Page excerpt Block Start

Critics argue Medicare's payment structure impedes healthcare productivity


Why is the healthcare sector in the United States less productive than other sectors of our economy?

Brian Blase, the head of Blase Policy Strategies and senior fellow at the conservative Galen Institute, argues that Medicare’s method of paying for healthcare plays a large role.

“A new medical technology may do what patients want: lower costs and improve technology, but it will struggle to get properly reimbursed by Medicare,” Blase said.

This could be particularly problematic as computer technology advances in healthcare. Recently, the Food and Drug Administration approved an autonomous artificial intelligence test for diabetic retinopathy. The Centers for Medicare and Medicaid Services, the agency that decides what Medicare will pay for, is currently trying to determine how much it will pay for an AI exam.

Diabetic retinopathy is a diabetes-related disease that causes damage to the blood vessels in the eye and can result in a severe loss of vision. Catching it earlier can minimize the damage. Currently, most exams for diabetic retinopathy are performed by ophthalmologists. An AI test would enable such exams to be performed in primary care offices as well, thereby expanding access to such exams. It is also more accurate than a manual exam and less expensive. Yet Medicare may prevent the healthcare sector from gaining the improved productivity that comes with an AI test for diabetic retinopathy.

The productivity of any sector of the economy is the amount of inputs, such as labor and time, required to produce an amount of input. A healthy economy is one in which productivity improves over time, in which the amount of inputs needed to produce outputs declines. According to the U.S. Bureau of Labor Statistics, labor productivity in the U.S. economy grew by an average annual rate of 2.1% from 2000 to 2017. By contrast, labor productivity in the hospital sector declined by about 0.2% while productivity at diagnostic imaging centers grew by only 0.2%.

The problem, Blase said, is the methodology CMS uses to determine prices.

“They reimburse based on a physician’s time and skill,” he said. “If a technology comes along that makes what a physician does obsolete … it doesn’t fit in with how [CMS] sets its payments.”

The methodology CMS uses to determine what Medicare will pay for a medical procedure estimates the amount of labor that a physician puts into that procedure. The more labor that a physician puts into a procedure, the higher the price that CMS will set for the procedure. This discourages physicians and other healthcare providers from finding ways to reduce the amount of labor that goes into providing healthcare since they get paid more for procedures and services that require greater labor.

In a market in which government does not set prices, producers compete on price. To attract more customers, producers must lower their prices. This incentivizes them to reduce the amount of labor that goes into producing goods and services since lower labor costs enable them to charge lower prices.

Eyenuk Inc. has developed an AI test for diabetic retinopathy and wants to charge $55 for an exam. That would be cheaper than the $187 that Medicare currently pays for an ophthalmologist to do the exam. But because CMS factors physician labor into its prices and an AI test involves little labor, the agency has proposed letting Medicare pay $11.

On the surface, it would seem Medicare would pay even less for diabetic retinopathy exams. But if CMS sets the price too low, then physicians and other healthcare providers will be slow to adopt the newer and cheaper AI technology. Medicare will continue paying for more costly exams by ophthalmologists longer than it would otherwise.

Page excerpt Block End
Study material Block Start

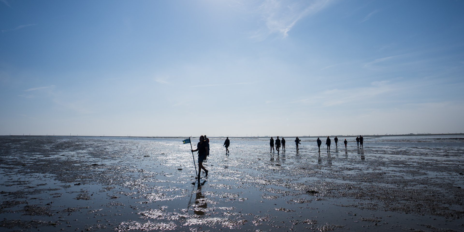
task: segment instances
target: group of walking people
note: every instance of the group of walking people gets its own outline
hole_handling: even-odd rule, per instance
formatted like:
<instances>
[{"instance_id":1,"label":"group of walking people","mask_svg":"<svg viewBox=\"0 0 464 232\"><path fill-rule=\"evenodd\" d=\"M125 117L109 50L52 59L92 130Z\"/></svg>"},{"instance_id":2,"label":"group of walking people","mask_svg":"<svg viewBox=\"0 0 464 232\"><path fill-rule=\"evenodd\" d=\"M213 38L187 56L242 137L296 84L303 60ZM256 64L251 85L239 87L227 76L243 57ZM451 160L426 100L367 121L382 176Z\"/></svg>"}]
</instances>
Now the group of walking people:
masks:
<instances>
[{"instance_id":1,"label":"group of walking people","mask_svg":"<svg viewBox=\"0 0 464 232\"><path fill-rule=\"evenodd\" d=\"M301 140L296 137L295 140L295 144L296 145L296 150L298 150L298 145L301 144ZM269 141L269 145L271 146L271 152L275 152L275 150L274 149L274 138L273 137L271 137L271 140ZM282 145L282 151L285 151L285 139L282 137L282 139L281 140L279 139L279 136L277 136L277 138L276 139L276 149L277 150L277 154L278 154L280 152L280 146Z\"/></svg>"},{"instance_id":2,"label":"group of walking people","mask_svg":"<svg viewBox=\"0 0 464 232\"><path fill-rule=\"evenodd\" d=\"M316 141L317 142L317 147L319 148L319 151L321 151L321 144L322 144L322 141L317 138L317 140ZM335 146L338 146L338 138L335 136L335 138L334 138L334 141L335 142ZM361 145L361 148L364 148L363 147L363 142L364 141L364 138L362 137L362 135L359 135L359 136L356 136L356 143L357 146L359 146L360 144ZM327 151L330 151L330 143L331 143L332 140L330 139L330 137L328 136L327 139L325 141L325 145L327 146ZM345 139L345 141L343 141L343 143L345 144L345 148L346 149L347 145L348 144L348 141L347 141L347 139Z\"/></svg>"},{"instance_id":3,"label":"group of walking people","mask_svg":"<svg viewBox=\"0 0 464 232\"><path fill-rule=\"evenodd\" d=\"M227 139L228 140L228 139ZM362 137L362 135L359 135L359 136L356 137L356 145L359 146L361 145L361 148L364 148L363 146L363 142L364 142L364 138ZM338 146L338 138L336 136L334 138L334 141L335 142L335 146ZM298 137L295 140L295 145L296 146L296 150L299 150L299 148L298 147L298 144L301 144L301 140L299 139ZM317 138L317 140L316 141L317 143L317 147L319 148L319 151L321 151L321 145L322 144L322 141L319 138ZM327 139L326 140L325 145L327 146L327 151L330 151L330 144L332 143L332 140L330 139L330 137L328 136ZM343 141L343 143L345 144L345 148L347 148L347 146L348 144L348 141L347 141L347 139L345 139L345 141ZM271 152L275 152L274 150L274 138L272 137L271 137L271 140L269 141L269 145L271 146ZM277 150L277 154L278 154L280 151L280 147L282 145L283 151L285 151L285 140L282 137L282 139L281 140L279 139L279 136L277 136L277 139L275 141L275 147L276 149Z\"/></svg>"},{"instance_id":4,"label":"group of walking people","mask_svg":"<svg viewBox=\"0 0 464 232\"><path fill-rule=\"evenodd\" d=\"M356 143L357 146L361 145L361 148L363 148L363 142L364 142L364 138L362 137L362 135L359 135L359 136L356 136ZM317 138L317 140L316 141L317 143L317 147L319 148L319 151L321 151L321 145L322 144L322 141ZM334 141L335 142L335 146L338 146L338 138L336 136L334 138ZM296 137L295 139L295 143L296 147L296 150L299 149L298 148L298 144L301 144L301 140ZM332 140L330 139L329 136L327 136L327 139L326 140L325 145L327 146L327 151L330 151L330 144L331 143ZM347 141L346 139L345 139L345 141L343 141L343 143L345 144L345 148L347 148L347 145L348 143L348 142ZM275 149L274 149L274 144L275 144ZM271 146L271 152L272 153L275 152L275 150L277 150L277 154L279 154L280 153L280 148L282 147L282 151L285 151L285 140L282 137L282 139L281 140L279 138L279 136L277 136L277 138L276 139L275 142L274 142L274 138L273 137L271 137L271 140L269 142L269 145ZM229 140L229 137L227 137L226 139L226 141L224 142L224 144L223 145L226 147L226 154L227 154L230 153L229 151L229 147L230 146L230 140ZM195 150L192 150L192 152L195 151L198 152L198 168L200 169L198 172L198 177L199 179L200 178L200 173L201 172L201 169L205 171L205 176L208 176L208 171L205 168L205 166L203 165L203 162L206 160L206 157L209 155L209 139L207 138L206 135L201 135L200 138L200 142L197 144L197 148Z\"/></svg>"}]
</instances>

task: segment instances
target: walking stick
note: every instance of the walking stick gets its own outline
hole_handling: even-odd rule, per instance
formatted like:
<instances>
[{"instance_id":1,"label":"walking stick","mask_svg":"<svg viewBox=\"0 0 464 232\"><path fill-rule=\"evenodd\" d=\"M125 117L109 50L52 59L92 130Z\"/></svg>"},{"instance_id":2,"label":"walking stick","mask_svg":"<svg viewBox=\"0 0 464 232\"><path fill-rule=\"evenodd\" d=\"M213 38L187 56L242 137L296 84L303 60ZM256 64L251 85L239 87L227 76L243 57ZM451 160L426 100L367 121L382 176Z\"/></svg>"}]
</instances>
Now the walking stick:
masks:
<instances>
[{"instance_id":1,"label":"walking stick","mask_svg":"<svg viewBox=\"0 0 464 232\"><path fill-rule=\"evenodd\" d=\"M189 137L188 138L190 139L191 137ZM190 139L190 148L192 148L190 151L192 152L192 157L193 158L193 166L195 167L195 174L197 175L197 177L198 177L198 173L197 172L197 165L195 164L195 156L193 155L193 152L192 151L193 149L193 148L192 147L192 139Z\"/></svg>"}]
</instances>

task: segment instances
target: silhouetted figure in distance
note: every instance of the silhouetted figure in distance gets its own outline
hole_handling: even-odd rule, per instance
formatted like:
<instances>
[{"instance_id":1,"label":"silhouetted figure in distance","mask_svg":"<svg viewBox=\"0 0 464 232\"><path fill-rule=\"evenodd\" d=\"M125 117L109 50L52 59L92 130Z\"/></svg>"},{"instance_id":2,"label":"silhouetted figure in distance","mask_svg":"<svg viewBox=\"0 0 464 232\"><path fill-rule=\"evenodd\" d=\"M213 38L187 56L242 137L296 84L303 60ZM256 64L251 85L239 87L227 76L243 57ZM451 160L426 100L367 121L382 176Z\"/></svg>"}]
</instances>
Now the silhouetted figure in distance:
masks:
<instances>
[{"instance_id":1,"label":"silhouetted figure in distance","mask_svg":"<svg viewBox=\"0 0 464 232\"><path fill-rule=\"evenodd\" d=\"M282 150L285 151L285 140L282 137Z\"/></svg>"},{"instance_id":2,"label":"silhouetted figure in distance","mask_svg":"<svg viewBox=\"0 0 464 232\"><path fill-rule=\"evenodd\" d=\"M276 139L276 149L277 149L277 155L279 155L280 151L280 140L279 139L279 136L277 136L277 139Z\"/></svg>"},{"instance_id":3,"label":"silhouetted figure in distance","mask_svg":"<svg viewBox=\"0 0 464 232\"><path fill-rule=\"evenodd\" d=\"M322 144L322 141L319 138L317 138L317 148L319 148L319 152L321 152L321 144Z\"/></svg>"},{"instance_id":4,"label":"silhouetted figure in distance","mask_svg":"<svg viewBox=\"0 0 464 232\"><path fill-rule=\"evenodd\" d=\"M299 138L298 138L298 137L297 137L296 139L295 139L295 144L296 144L296 150L299 150L299 148L298 148L298 144L301 144L301 143L300 143L300 141L301 141L301 140L300 139L299 139Z\"/></svg>"},{"instance_id":5,"label":"silhouetted figure in distance","mask_svg":"<svg viewBox=\"0 0 464 232\"><path fill-rule=\"evenodd\" d=\"M229 140L229 137L227 137L226 138L226 141L224 142L224 145L222 145L226 147L226 154L227 154L229 153L229 146L231 145L230 140Z\"/></svg>"},{"instance_id":6,"label":"silhouetted figure in distance","mask_svg":"<svg viewBox=\"0 0 464 232\"><path fill-rule=\"evenodd\" d=\"M325 145L327 145L327 151L330 150L330 142L332 141L330 140L330 138L328 136L327 136L327 140L325 141Z\"/></svg>"}]
</instances>

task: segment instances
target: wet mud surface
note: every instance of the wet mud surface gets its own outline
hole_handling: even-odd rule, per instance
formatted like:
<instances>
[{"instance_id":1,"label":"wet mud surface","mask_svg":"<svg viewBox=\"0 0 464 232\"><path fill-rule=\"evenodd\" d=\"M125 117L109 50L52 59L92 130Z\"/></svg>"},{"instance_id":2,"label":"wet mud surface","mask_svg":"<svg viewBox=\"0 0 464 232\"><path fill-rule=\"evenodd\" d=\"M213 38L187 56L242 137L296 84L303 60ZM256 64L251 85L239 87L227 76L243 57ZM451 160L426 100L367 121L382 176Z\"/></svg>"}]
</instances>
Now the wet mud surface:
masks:
<instances>
[{"instance_id":1,"label":"wet mud surface","mask_svg":"<svg viewBox=\"0 0 464 232\"><path fill-rule=\"evenodd\" d=\"M0 136L0 231L463 231L462 138Z\"/></svg>"}]
</instances>

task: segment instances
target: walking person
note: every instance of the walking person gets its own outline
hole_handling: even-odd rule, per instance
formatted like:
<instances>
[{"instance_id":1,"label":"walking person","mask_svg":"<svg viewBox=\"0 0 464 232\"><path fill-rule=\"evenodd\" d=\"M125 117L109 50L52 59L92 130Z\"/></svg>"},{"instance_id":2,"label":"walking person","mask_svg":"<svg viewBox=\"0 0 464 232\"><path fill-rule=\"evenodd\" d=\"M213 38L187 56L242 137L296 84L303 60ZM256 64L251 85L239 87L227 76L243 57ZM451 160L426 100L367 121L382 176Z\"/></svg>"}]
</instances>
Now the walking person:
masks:
<instances>
[{"instance_id":1,"label":"walking person","mask_svg":"<svg viewBox=\"0 0 464 232\"><path fill-rule=\"evenodd\" d=\"M231 142L229 140L229 137L227 137L226 138L226 141L224 142L224 145L222 145L226 147L226 154L227 155L229 153L229 146L231 144Z\"/></svg>"},{"instance_id":2,"label":"walking person","mask_svg":"<svg viewBox=\"0 0 464 232\"><path fill-rule=\"evenodd\" d=\"M330 151L330 142L331 142L330 138L328 136L327 140L325 141L325 145L327 145L327 151Z\"/></svg>"},{"instance_id":3,"label":"walking person","mask_svg":"<svg viewBox=\"0 0 464 232\"><path fill-rule=\"evenodd\" d=\"M279 139L279 136L277 136L277 139L276 140L276 149L277 149L277 155L279 155L280 151L280 140Z\"/></svg>"},{"instance_id":4,"label":"walking person","mask_svg":"<svg viewBox=\"0 0 464 232\"><path fill-rule=\"evenodd\" d=\"M319 152L321 152L321 144L322 144L322 141L319 138L317 138L317 148L319 148Z\"/></svg>"},{"instance_id":5,"label":"walking person","mask_svg":"<svg viewBox=\"0 0 464 232\"><path fill-rule=\"evenodd\" d=\"M282 151L285 151L285 140L284 139L284 137L282 137Z\"/></svg>"},{"instance_id":6,"label":"walking person","mask_svg":"<svg viewBox=\"0 0 464 232\"><path fill-rule=\"evenodd\" d=\"M201 173L201 169L205 170L205 176L208 176L208 170L203 166L203 162L206 159L206 155L208 153L208 142L205 139L205 136L201 135L200 136L200 142L197 144L197 148L195 150L192 150L192 152L198 151L198 179L200 179L200 174Z\"/></svg>"},{"instance_id":7,"label":"walking person","mask_svg":"<svg viewBox=\"0 0 464 232\"><path fill-rule=\"evenodd\" d=\"M295 143L296 144L296 150L299 150L300 149L299 148L298 148L298 144L301 144L300 142L301 142L301 140L300 139L299 139L299 138L298 138L298 137L297 137L296 139L295 139Z\"/></svg>"}]
</instances>

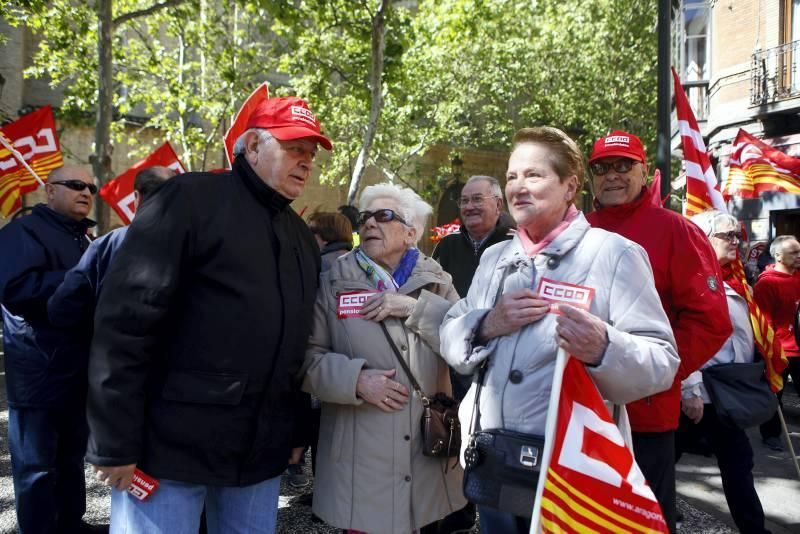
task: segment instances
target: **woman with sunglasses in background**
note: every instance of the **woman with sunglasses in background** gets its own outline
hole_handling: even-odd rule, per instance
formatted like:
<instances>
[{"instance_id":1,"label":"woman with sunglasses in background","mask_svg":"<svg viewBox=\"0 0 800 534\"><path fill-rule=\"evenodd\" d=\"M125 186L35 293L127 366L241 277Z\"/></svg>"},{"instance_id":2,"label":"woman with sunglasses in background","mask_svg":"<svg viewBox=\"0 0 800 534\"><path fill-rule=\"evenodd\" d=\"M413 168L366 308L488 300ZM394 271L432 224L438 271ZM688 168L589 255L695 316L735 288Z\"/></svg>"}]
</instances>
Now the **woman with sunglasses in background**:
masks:
<instances>
[{"instance_id":1,"label":"woman with sunglasses in background","mask_svg":"<svg viewBox=\"0 0 800 534\"><path fill-rule=\"evenodd\" d=\"M458 295L415 246L432 211L415 192L373 185L359 207L361 244L322 275L304 366L322 401L313 510L349 531L409 534L466 504L461 468L422 454L422 401L398 362L425 395L452 394L439 325Z\"/></svg>"}]
</instances>

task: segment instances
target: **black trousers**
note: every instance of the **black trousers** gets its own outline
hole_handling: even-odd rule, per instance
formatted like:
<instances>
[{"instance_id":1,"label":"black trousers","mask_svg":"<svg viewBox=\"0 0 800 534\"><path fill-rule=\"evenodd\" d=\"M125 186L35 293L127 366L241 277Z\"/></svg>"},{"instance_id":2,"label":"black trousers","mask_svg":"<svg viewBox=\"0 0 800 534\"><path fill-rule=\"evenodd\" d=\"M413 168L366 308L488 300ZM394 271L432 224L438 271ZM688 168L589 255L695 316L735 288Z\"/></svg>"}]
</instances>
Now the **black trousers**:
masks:
<instances>
[{"instance_id":1,"label":"black trousers","mask_svg":"<svg viewBox=\"0 0 800 534\"><path fill-rule=\"evenodd\" d=\"M658 499L670 532L675 529L675 431L633 432L636 463Z\"/></svg>"},{"instance_id":2,"label":"black trousers","mask_svg":"<svg viewBox=\"0 0 800 534\"><path fill-rule=\"evenodd\" d=\"M794 390L797 392L797 395L800 396L800 357L787 358L787 360L789 360L789 366L783 371L784 386L786 385L789 375L792 375L792 384L794 384ZM783 390L780 390L778 392L778 402L780 403L781 407L783 407L782 399ZM761 431L761 439L779 437L781 435L781 420L780 416L778 416L778 412L775 412L775 415L772 416L772 419L766 423L762 423L762 425L759 427L759 430Z\"/></svg>"},{"instance_id":3,"label":"black trousers","mask_svg":"<svg viewBox=\"0 0 800 534\"><path fill-rule=\"evenodd\" d=\"M701 439L708 443L717 457L725 500L736 528L747 534L768 533L764 528L764 509L753 484L753 449L747 434L744 430L723 425L714 405L706 404L698 424L681 414L675 440L676 459Z\"/></svg>"}]
</instances>

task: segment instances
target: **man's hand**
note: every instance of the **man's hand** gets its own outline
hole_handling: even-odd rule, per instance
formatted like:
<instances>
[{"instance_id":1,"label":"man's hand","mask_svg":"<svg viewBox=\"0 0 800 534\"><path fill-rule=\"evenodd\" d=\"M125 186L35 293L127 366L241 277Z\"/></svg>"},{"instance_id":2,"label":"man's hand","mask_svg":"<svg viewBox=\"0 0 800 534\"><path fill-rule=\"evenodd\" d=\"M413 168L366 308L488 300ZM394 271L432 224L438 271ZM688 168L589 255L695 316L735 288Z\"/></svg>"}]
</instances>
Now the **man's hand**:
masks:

Study material Block End

■ Task 1
Retype the passage of the Medicare payment article starting at "In a market" and ending at "Medicare pay $11.".
■ Task 2
According to the Medicare payment article, how much does Medicare currently pay for an ophthalmologist to perform a diabetic retinopathy exam?
The saved entries are separate material, apart from the Medicare payment article.

■ Expected output 1
In a market in which government does not set prices, producers compete on price. To attract more customers, producers must lower their prices. This incentivizes them to reduce the amount of labor that goes into producing goods and services since lower labor costs enable them to charge lower prices.

Eyenuk Inc. has developed an AI test for diabetic retinopathy and wants to charge $55 for an exam. That would be cheaper than the $187 that Medicare currently pays for an ophthalmologist to do the exam. But because CMS factors physician labor into its prices and an AI test involves little labor, the agency has proposed letting Medicare pay $11.

■ Expected output 2
$187